Geciteerde passage:
-------
De advocaat van de betrokkene heeft aangevoerd dat de betrokkene geen bezwaar maakt tegen een zorgmachtiging. Hij wil naar huis als het kan en daar ambulante zorg ontvangen.
2.3.
Uit de overgelegde stukken en de mondelinge behandeling is gebleken dat de betrokkene lijdt aan een psychische stoornis, in de vorm van schizofreniespectrum- en andere psychotische stoornissen.
2.4.
Deze stoornis leidt tot ernstig nadeel, gelegen in het bestaan van of het aanzienlijk risico op:
- levensgevaar en maatschappelijke teloorgang voor zichzelf.
2.5.
Om het ernstig nadeel af te wenden of de geestelijke gezondheid van de betrokkene te stabiliseren of te herstellen of de door de stoornis bedreigde of aangetaste fysieke gezondheid van de betrokkene te stabiliseren of te herstellen, heeft de betrokkene zorg nodig.
2.6.
Gebleken is dat er geen mogelijkheden voor passende zorg op vrijwillige basis zijn.
De rechtbank verleent daarom een zorgmachtiging. Gelet op de verklaringen van de psychiater zal de rechtbank ook het aanbrengen van beperkingen in de vrijheid het eigen leven in te richten, die tot gevolg hebben dat de betrokkene iets moet doen of nalaten, waaronder het gebruik van communicatiemiddelen, als vorm van verplichte zorg toewijzen. Hieronder valt het nakomen van contactafspraken
De rechtbank verleent aldus een zorgmachtiging voor de volgende vormen van verplichte zorg als bedoeld in artikel 3:2 Wvggz.:
toedienen van medicatie, alsmede het verrichten van medische controles of andere medische handelingen en therapeutische maatregelen, ter behandeling van een psychische stoornis, dan wel vanwege die stoornis, ter behandeling van een somatische aandoening;
beperken van de bewegingsvrijheid;
controleren op de aanwezigheid van gedrag-beïnvloedende middelen;
aanbrengen van beperkingen in de vrijheid het eigen leven in te richten, die tot gevolg hebben dat betrokkene iets moet doen of nalaten, waaronder het gebruik van communicatiemiddelen;
opnemen in een accommodatie.
-------
Bronmateriaal:
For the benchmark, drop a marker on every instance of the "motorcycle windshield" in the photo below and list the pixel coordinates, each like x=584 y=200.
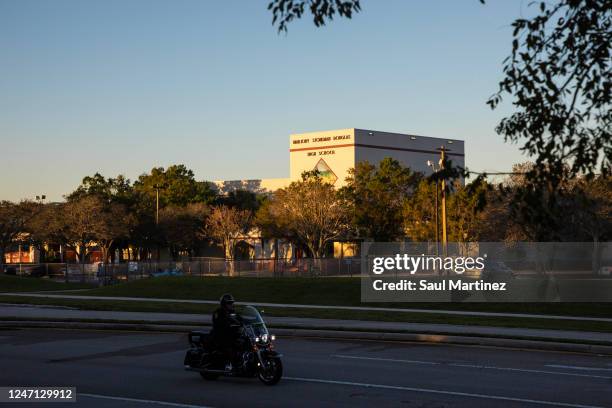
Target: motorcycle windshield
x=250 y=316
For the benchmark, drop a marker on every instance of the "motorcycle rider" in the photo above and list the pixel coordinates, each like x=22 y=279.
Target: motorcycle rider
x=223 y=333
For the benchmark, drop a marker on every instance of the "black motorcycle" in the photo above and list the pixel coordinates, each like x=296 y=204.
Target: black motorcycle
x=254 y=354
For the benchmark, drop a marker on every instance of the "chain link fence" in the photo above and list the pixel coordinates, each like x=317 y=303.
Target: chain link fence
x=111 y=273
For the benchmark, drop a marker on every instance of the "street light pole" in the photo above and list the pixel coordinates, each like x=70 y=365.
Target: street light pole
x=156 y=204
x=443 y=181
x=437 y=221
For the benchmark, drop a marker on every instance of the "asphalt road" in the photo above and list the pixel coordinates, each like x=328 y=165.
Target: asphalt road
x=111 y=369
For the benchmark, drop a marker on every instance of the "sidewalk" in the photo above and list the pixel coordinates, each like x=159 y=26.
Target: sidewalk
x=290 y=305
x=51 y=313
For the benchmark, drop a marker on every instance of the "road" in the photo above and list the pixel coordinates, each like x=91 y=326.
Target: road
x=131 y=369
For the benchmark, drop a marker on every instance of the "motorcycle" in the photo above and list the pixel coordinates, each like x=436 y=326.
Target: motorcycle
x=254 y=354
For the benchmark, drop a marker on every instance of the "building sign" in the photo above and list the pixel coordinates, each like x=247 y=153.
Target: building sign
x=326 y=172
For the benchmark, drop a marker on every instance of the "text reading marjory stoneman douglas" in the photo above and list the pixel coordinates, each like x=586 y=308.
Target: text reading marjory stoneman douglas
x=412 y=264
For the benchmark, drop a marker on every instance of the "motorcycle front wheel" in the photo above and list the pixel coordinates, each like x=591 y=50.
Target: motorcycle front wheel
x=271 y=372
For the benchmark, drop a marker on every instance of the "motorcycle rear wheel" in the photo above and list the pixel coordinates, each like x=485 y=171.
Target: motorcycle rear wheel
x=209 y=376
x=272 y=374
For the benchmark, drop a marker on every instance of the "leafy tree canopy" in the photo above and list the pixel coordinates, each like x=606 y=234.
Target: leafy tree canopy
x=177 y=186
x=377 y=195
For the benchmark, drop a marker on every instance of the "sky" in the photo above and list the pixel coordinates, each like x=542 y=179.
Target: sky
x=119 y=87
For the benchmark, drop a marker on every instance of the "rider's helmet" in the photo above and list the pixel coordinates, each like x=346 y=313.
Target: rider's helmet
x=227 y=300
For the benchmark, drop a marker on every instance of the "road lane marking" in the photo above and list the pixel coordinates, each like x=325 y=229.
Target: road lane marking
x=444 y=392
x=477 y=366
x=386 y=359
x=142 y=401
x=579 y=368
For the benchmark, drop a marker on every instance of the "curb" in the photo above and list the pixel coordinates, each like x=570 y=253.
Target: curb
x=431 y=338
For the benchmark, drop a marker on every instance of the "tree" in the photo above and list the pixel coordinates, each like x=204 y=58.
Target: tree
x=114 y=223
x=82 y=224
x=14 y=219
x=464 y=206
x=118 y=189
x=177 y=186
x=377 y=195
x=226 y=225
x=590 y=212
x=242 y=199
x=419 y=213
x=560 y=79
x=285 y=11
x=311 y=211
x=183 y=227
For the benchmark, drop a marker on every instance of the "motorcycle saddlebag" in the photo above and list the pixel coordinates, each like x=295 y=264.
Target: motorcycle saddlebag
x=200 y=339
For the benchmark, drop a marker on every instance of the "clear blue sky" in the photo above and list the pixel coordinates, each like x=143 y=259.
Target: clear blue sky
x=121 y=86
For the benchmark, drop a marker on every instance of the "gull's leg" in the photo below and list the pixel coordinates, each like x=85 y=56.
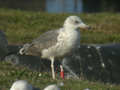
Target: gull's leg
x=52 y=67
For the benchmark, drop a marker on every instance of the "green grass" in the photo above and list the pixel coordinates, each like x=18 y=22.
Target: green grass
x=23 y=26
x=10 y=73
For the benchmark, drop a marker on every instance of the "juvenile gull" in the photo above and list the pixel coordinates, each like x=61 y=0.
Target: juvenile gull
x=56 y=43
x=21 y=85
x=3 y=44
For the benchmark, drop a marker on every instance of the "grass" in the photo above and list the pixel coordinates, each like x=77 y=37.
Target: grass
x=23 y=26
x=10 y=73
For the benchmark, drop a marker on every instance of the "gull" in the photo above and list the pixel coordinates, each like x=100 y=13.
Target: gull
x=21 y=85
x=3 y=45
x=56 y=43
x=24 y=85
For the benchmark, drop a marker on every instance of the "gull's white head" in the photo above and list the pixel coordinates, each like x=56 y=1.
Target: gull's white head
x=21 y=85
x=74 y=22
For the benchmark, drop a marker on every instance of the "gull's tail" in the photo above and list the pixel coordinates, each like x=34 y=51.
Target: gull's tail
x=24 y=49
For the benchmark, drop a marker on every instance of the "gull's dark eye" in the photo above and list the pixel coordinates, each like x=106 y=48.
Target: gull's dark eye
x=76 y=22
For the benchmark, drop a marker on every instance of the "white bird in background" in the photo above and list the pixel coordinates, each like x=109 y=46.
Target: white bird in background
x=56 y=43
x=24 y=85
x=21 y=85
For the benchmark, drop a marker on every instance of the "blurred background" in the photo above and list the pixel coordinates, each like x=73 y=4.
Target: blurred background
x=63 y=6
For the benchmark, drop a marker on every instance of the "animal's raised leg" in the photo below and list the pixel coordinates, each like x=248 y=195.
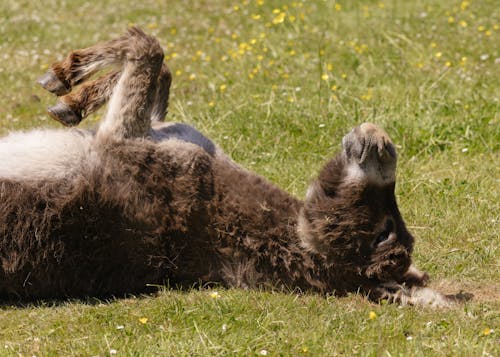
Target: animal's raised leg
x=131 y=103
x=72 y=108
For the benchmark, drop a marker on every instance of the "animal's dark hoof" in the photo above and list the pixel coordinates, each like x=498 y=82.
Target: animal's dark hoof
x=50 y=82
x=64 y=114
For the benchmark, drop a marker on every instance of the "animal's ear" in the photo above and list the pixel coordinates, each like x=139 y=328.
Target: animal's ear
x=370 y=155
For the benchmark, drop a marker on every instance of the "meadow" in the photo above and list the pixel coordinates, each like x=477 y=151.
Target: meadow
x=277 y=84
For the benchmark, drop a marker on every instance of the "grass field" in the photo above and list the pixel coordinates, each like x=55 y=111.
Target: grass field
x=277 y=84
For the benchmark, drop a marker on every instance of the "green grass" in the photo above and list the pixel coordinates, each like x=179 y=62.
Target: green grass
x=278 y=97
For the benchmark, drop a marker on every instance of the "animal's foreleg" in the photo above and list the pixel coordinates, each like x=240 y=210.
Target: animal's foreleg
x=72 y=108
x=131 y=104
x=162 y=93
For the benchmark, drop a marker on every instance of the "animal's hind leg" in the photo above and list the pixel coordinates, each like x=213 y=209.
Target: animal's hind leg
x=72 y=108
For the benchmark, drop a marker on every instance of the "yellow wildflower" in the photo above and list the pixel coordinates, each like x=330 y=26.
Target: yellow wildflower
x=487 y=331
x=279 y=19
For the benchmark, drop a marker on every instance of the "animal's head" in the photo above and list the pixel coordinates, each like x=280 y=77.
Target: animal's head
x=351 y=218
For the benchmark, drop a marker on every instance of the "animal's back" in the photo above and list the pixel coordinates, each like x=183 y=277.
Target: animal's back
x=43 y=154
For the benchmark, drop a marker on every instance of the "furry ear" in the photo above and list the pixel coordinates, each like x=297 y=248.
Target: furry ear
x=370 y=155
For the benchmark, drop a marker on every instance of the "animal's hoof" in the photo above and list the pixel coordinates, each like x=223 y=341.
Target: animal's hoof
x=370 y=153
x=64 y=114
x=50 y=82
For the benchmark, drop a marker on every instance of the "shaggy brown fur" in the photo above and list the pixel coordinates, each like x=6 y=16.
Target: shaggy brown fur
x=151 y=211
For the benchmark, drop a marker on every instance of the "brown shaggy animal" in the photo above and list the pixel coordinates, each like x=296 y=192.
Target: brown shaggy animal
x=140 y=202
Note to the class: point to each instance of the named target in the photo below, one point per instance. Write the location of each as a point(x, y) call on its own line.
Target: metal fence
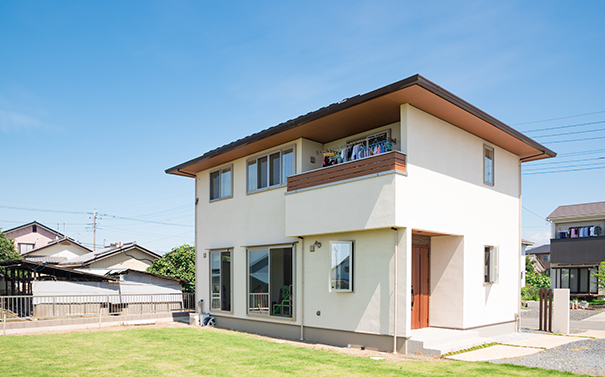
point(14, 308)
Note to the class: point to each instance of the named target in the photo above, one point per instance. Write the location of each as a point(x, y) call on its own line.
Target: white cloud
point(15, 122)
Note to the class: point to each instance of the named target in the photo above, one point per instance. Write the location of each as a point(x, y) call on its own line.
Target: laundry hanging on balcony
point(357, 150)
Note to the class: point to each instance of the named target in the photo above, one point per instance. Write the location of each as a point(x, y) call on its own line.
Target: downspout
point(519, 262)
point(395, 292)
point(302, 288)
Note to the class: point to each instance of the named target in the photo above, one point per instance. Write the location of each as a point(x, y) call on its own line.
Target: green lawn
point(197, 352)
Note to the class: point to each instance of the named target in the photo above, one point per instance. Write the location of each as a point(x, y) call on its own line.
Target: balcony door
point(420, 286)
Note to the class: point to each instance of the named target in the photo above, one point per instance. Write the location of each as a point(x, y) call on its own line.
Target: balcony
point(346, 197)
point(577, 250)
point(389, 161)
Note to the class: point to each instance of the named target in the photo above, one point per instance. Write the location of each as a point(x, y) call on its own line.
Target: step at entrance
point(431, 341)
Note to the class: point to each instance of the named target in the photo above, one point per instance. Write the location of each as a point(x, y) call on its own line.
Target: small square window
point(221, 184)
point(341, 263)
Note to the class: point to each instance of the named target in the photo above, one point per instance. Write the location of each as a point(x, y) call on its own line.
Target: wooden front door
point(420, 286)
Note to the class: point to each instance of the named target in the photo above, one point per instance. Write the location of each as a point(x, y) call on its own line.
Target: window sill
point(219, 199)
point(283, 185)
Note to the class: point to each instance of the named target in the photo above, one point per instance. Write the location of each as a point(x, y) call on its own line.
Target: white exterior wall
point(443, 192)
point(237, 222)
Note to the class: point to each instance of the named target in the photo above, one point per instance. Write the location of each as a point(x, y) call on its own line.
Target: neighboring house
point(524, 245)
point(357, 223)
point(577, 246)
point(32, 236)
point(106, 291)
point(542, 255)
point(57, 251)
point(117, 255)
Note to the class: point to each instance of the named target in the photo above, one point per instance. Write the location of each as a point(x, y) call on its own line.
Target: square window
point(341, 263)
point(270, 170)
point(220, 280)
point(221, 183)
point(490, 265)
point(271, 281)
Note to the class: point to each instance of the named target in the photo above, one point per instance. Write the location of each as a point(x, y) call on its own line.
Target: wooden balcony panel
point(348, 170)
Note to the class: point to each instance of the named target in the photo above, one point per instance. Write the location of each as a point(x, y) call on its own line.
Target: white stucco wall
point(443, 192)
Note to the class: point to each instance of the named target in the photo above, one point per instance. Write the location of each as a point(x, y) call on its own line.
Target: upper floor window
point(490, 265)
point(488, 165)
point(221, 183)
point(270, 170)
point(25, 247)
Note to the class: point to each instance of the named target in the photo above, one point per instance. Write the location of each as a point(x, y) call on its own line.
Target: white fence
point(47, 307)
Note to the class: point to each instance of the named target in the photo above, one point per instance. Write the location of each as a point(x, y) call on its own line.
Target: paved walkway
-------
Uit te voeren opdrachten:
**1)** Herschrijf in de uitspraak over de zorgmachtiging alles vanaf "De advocaat van" tot en met "ambulante zorg ontvangen.", waarbij u "ambulante zorg" vervangt door "begeleiding aan huis".
**2)** Stemmen de volgende beweringen overeen met de uitspraak over de zorgmachtiging? Antwoord per bewering met ja of nee en citeer de doorslaggevende woorden.
(a) De betrokkene maakt bezwaar tegen een zorgmachtiging.
(b) Er bestaan mogelijkheden voor passende zorg op vrijwillige basis.
(c) Het opnemen in een accommodatie behoort tot de vormen van verplichte zorg waarvoor de zorgmachtiging wordt verleend.
**3)** Aan welke psychische stoornis lijdt de betrokkene volgens de uitspraak over de zorgmachtiging?

Uitwerking opdrachten:
**1)**
De advocaat van de betrokkene heeft aangevoerd dat de betrokkene geen bezwaar maakt tegen een zorgmachtiging. Hij wil naar huis als het kan en daar begeleiding aan huis ontvangen.

**2)**
(a) Nee: "de betrokkene geen bezwaar maakt tegen een zorgmachtiging".
(b) Nee: "Gebleken is dat er geen mogelijkheden voor passende zorg op vrijwillige basis zijn."
(c) Ja: "De rechtbank verleent aldus een zorgmachtiging voor de volgende vormen van verplichte zorg" en "opnemen in een accommodatie".

**3)** Aan schizofreniespectrum- en andere psychotische stoornissen.